Data for this exercise:
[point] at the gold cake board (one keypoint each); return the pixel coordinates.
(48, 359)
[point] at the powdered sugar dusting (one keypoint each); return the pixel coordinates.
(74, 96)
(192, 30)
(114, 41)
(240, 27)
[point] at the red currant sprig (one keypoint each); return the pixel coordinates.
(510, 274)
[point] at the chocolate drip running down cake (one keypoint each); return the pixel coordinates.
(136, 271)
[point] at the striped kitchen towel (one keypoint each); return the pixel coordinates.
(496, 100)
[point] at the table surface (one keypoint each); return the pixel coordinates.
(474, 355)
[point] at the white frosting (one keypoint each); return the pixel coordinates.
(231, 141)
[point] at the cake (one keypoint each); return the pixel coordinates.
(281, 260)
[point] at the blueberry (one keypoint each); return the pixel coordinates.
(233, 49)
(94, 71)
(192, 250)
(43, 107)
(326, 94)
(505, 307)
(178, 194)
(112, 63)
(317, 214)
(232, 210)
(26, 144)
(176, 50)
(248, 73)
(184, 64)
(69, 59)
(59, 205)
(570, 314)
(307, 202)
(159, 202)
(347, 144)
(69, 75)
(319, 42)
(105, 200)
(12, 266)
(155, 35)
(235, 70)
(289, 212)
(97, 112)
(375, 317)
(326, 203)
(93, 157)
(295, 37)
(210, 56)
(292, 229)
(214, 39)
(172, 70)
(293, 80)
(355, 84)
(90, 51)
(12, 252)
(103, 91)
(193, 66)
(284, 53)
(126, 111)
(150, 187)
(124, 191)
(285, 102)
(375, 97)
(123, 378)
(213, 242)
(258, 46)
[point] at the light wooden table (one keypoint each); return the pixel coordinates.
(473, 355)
==
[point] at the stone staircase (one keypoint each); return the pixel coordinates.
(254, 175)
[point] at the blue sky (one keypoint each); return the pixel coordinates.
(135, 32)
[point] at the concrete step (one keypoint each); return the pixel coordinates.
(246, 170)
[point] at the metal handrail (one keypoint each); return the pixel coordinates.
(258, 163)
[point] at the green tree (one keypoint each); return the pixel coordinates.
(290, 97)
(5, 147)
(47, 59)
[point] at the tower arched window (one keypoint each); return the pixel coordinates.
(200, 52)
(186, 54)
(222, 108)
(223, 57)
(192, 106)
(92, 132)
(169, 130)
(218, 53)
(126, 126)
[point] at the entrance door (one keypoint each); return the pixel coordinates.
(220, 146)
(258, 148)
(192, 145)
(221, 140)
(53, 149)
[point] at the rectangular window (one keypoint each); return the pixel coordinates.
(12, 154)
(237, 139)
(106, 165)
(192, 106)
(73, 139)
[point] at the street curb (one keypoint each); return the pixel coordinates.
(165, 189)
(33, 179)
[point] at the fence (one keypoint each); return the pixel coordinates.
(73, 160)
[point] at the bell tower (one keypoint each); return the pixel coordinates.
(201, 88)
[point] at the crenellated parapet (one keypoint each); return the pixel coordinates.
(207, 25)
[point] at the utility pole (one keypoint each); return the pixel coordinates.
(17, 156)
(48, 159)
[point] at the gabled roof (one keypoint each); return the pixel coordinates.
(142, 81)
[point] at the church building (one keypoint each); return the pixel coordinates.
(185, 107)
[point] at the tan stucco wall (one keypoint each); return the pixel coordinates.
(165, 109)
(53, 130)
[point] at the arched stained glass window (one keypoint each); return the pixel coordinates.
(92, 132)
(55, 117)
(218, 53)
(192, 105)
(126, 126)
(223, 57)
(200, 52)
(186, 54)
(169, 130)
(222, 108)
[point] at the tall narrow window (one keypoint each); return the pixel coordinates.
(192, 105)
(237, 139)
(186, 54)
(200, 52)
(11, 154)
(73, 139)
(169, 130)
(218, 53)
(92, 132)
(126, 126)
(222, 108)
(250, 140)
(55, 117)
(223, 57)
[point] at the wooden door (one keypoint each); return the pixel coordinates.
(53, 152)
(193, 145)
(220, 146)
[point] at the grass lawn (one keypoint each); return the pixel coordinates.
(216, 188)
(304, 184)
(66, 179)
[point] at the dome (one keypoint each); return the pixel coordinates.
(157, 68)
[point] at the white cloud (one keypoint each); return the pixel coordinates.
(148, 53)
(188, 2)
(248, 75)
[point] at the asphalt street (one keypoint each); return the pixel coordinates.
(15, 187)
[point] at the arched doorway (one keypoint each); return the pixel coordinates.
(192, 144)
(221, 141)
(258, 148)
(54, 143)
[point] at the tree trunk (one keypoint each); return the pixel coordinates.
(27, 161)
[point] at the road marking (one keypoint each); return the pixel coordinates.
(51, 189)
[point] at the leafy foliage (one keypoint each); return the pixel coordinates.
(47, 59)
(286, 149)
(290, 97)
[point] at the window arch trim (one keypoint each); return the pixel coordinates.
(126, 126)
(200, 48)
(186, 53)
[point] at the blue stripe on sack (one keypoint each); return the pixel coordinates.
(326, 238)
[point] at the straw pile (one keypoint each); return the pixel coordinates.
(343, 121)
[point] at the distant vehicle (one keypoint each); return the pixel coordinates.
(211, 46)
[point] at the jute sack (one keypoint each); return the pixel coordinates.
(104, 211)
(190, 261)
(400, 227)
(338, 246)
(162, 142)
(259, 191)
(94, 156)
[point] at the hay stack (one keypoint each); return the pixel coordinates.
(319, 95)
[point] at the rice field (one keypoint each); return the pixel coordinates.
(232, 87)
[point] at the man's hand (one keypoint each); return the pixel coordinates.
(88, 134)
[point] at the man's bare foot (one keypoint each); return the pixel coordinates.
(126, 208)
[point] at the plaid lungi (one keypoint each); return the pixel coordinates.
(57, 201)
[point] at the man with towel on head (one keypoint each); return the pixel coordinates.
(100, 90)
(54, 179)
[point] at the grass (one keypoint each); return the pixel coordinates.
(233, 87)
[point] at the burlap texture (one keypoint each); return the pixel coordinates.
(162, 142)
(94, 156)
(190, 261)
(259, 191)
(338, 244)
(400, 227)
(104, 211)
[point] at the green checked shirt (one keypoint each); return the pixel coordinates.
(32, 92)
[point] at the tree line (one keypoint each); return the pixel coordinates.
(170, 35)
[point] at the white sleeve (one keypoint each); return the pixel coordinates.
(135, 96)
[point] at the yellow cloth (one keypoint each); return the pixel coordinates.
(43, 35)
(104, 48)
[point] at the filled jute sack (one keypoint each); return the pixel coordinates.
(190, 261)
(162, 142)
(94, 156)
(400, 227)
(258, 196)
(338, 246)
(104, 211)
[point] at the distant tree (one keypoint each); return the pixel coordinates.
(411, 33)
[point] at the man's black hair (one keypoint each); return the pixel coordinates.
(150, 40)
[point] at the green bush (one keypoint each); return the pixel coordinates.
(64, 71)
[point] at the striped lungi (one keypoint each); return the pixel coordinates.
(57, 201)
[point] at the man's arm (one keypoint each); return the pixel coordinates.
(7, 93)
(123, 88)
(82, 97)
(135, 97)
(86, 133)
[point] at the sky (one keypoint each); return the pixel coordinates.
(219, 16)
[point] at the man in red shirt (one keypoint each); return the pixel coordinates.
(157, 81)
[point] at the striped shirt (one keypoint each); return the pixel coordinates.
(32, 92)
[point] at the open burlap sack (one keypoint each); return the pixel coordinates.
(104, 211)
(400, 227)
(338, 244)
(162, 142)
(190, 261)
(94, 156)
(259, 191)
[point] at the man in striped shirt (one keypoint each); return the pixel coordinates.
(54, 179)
==
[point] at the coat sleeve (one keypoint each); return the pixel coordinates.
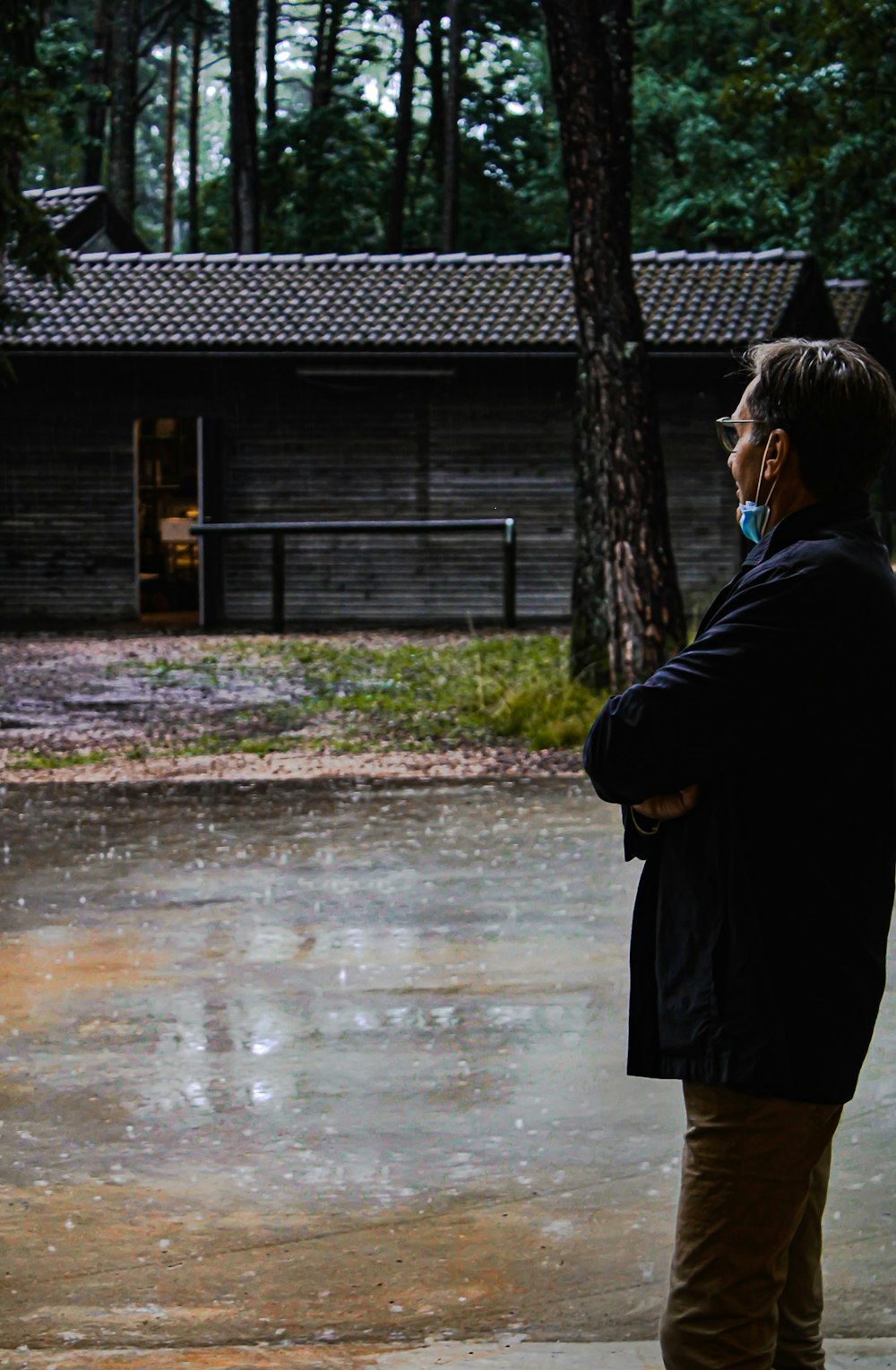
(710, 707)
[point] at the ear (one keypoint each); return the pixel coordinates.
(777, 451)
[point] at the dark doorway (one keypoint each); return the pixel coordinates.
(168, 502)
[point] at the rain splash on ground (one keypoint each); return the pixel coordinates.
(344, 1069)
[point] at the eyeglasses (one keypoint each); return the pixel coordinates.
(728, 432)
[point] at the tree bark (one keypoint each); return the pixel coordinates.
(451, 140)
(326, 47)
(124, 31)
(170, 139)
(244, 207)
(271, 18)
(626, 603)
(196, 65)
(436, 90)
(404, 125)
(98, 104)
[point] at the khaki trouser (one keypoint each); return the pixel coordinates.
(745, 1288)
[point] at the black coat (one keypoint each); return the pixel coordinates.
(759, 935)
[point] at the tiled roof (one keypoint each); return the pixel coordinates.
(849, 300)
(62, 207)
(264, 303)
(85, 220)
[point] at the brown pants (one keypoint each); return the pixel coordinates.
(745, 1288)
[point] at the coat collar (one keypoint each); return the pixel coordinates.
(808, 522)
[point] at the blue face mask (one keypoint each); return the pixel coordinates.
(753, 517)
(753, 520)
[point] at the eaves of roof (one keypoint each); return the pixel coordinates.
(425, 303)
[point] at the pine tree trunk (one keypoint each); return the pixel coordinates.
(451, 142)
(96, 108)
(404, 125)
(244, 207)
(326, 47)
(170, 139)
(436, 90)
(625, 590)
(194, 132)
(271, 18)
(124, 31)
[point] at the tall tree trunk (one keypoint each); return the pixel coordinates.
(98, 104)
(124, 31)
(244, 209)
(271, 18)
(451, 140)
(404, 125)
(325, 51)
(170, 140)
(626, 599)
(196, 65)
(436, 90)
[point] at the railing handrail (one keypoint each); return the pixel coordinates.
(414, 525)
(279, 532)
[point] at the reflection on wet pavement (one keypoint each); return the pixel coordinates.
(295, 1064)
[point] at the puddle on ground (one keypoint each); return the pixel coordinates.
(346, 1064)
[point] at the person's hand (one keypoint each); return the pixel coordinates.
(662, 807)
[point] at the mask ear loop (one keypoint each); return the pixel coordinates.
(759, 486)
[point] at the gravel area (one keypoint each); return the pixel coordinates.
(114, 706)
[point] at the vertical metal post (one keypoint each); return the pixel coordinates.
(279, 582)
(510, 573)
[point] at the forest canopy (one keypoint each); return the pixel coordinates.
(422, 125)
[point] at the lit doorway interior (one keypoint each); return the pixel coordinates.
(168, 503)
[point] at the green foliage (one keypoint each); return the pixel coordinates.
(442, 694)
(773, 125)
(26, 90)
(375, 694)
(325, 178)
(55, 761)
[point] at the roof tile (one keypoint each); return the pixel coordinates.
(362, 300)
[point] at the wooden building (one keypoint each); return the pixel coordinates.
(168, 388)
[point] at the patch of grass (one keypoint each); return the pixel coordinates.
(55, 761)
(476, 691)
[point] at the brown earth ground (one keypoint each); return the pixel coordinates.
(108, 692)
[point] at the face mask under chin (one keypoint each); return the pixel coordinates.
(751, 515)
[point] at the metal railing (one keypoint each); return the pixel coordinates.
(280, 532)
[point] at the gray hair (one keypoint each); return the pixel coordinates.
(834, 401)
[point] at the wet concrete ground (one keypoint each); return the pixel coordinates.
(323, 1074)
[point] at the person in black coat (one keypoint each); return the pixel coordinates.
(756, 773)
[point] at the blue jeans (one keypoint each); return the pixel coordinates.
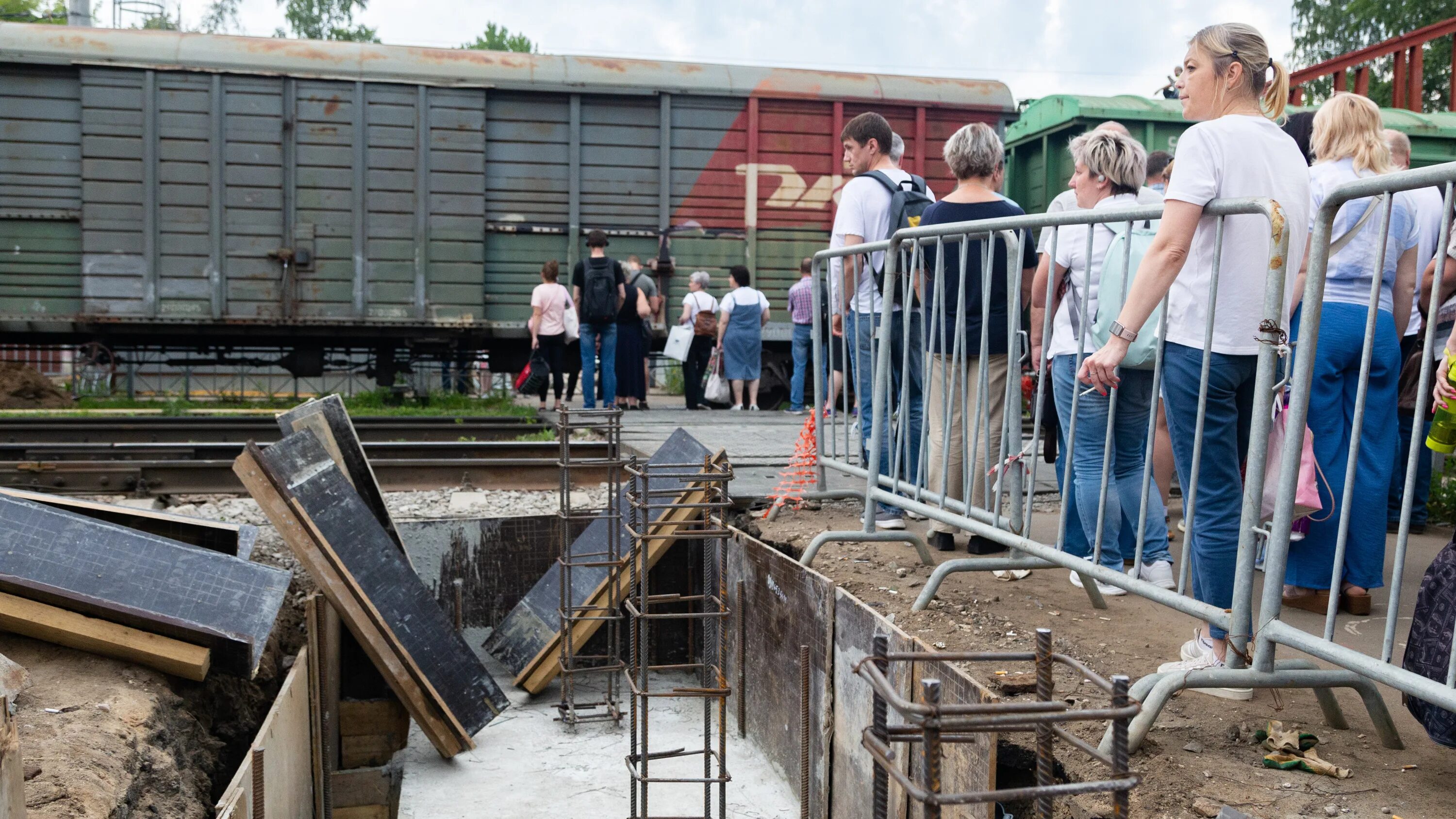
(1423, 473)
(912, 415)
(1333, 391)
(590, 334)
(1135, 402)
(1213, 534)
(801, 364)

Written instruction: Count the lines in the rows above that contain the string "foliage", matching case exactly, and give only the number.

Exercise answer: 2